====== Records to use ======

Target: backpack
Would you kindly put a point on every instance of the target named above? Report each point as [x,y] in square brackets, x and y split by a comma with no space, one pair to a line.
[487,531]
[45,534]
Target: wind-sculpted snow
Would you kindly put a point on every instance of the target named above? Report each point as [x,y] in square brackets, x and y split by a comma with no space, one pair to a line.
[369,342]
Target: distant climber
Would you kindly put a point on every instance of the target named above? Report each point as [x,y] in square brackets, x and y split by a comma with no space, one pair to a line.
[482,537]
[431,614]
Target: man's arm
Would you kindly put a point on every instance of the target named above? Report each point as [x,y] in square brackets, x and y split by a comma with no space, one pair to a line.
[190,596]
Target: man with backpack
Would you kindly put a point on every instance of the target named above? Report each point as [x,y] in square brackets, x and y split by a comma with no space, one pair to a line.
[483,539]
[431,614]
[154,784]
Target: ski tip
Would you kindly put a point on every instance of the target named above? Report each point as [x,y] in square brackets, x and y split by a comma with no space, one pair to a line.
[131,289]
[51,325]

======
====== Records to use ======

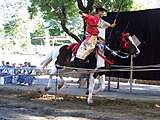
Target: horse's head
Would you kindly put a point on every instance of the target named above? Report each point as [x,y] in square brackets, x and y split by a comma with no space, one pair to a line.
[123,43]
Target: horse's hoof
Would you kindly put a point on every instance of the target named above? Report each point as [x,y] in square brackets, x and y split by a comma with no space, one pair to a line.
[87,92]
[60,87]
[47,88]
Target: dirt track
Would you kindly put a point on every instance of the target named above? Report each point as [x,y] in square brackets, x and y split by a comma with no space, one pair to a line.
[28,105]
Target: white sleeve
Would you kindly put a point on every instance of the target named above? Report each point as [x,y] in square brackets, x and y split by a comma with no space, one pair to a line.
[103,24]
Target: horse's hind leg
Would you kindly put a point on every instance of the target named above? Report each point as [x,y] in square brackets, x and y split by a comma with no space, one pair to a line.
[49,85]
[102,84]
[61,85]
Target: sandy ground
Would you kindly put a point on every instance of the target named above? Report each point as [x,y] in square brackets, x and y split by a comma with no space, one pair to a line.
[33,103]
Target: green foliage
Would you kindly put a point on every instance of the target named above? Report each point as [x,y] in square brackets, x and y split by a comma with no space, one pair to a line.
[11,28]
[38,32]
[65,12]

======
====== Records to use ======

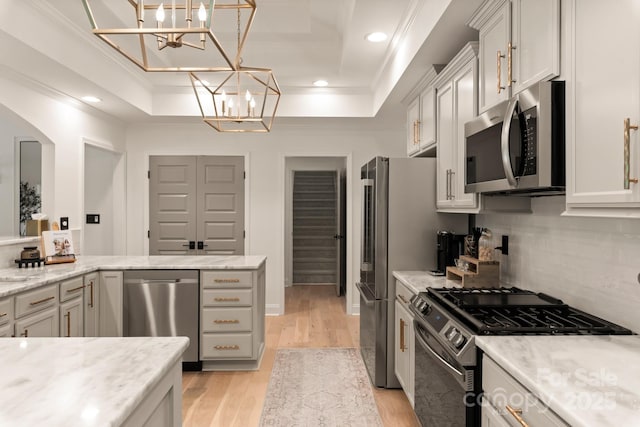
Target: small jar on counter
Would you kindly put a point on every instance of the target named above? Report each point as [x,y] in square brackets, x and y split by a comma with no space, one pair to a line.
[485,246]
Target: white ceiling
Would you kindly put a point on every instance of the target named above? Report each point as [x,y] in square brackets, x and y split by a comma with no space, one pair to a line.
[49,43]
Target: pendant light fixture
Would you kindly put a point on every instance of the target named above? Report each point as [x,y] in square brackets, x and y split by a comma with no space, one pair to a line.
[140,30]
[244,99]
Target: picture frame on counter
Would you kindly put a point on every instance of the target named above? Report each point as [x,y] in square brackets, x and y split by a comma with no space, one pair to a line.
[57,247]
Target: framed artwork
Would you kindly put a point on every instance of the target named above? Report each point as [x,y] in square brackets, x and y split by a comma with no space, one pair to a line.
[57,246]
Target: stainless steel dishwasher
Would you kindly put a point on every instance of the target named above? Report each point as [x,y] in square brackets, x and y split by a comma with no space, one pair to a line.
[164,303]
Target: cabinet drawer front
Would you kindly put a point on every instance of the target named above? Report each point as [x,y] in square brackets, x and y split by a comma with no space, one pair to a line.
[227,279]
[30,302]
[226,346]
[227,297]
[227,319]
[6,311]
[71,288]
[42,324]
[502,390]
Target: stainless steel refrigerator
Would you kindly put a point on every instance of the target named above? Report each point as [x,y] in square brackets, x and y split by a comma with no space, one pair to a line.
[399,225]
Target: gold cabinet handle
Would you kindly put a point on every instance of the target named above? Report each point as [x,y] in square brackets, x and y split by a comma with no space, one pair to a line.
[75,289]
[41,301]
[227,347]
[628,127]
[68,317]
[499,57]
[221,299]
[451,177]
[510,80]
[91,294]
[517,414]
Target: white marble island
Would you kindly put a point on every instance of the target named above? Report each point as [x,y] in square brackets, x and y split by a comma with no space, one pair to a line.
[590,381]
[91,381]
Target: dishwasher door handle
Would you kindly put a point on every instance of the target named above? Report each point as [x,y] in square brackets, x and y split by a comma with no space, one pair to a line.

======

> _Written problem_
Please pull out every line in the rows above that contains the string "handle", copying each one in full. Case counts when matching.

> _Solution to the exercise_
Target: gold cabinet handle
Target: dishwasher door handle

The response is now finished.